TASK ITEM.
Begin with the line below holding "In this picture, where can the building facade" and go on through the line holding "In this picture, where can the building gable", duplicating each line exactly and leaving out pictures.

*** MATERIAL TO PROCESS

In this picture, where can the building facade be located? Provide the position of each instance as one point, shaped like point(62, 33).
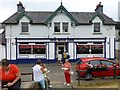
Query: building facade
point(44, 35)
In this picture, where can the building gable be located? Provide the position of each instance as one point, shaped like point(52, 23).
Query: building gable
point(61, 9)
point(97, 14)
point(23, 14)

******
*** MATERIAL TO PROCESS

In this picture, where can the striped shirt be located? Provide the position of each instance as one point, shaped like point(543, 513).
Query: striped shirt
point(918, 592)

******
*** MATERIAL TO PROCESS

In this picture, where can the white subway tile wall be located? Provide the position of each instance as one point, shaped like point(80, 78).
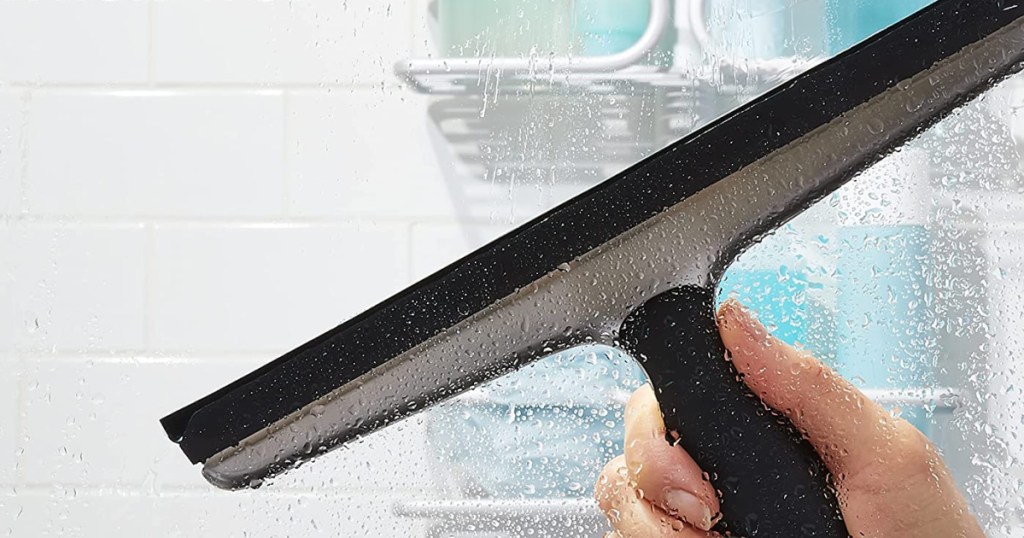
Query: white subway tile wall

******

EXPECTED OUTPUT.
In this picture, where can the building facade be located? Provide the position of each instance as one point, shaped like point(62, 33).
Query: building facade
point(44, 35)
In this picture, where can the building gable be located? Provide the position of each instance as one point, shaped like point(52, 23).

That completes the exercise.